Restate each of the lines given below, word for word.

[Point-per-instance localization data]
*** Block opens ***
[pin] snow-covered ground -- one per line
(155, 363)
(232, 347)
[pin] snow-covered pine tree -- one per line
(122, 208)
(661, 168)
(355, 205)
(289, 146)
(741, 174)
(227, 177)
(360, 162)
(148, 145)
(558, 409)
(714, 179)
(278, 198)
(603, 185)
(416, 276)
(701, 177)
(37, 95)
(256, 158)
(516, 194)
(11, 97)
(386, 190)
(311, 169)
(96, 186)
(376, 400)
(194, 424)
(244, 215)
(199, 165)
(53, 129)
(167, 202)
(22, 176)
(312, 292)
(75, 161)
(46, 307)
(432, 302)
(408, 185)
*** Block closes ***
» WRITTEN ANSWER
[pin] snow-covered ground -- one per line
(155, 363)
(232, 347)
[pin] snow-covered pine tree -- one per line
(122, 208)
(661, 168)
(355, 205)
(289, 146)
(741, 174)
(227, 177)
(360, 162)
(148, 145)
(558, 409)
(714, 179)
(278, 198)
(603, 185)
(416, 276)
(701, 177)
(37, 95)
(256, 158)
(516, 194)
(11, 97)
(386, 190)
(311, 169)
(96, 186)
(376, 400)
(194, 424)
(244, 215)
(199, 165)
(53, 129)
(167, 202)
(22, 176)
(312, 292)
(75, 161)
(46, 307)
(432, 302)
(408, 185)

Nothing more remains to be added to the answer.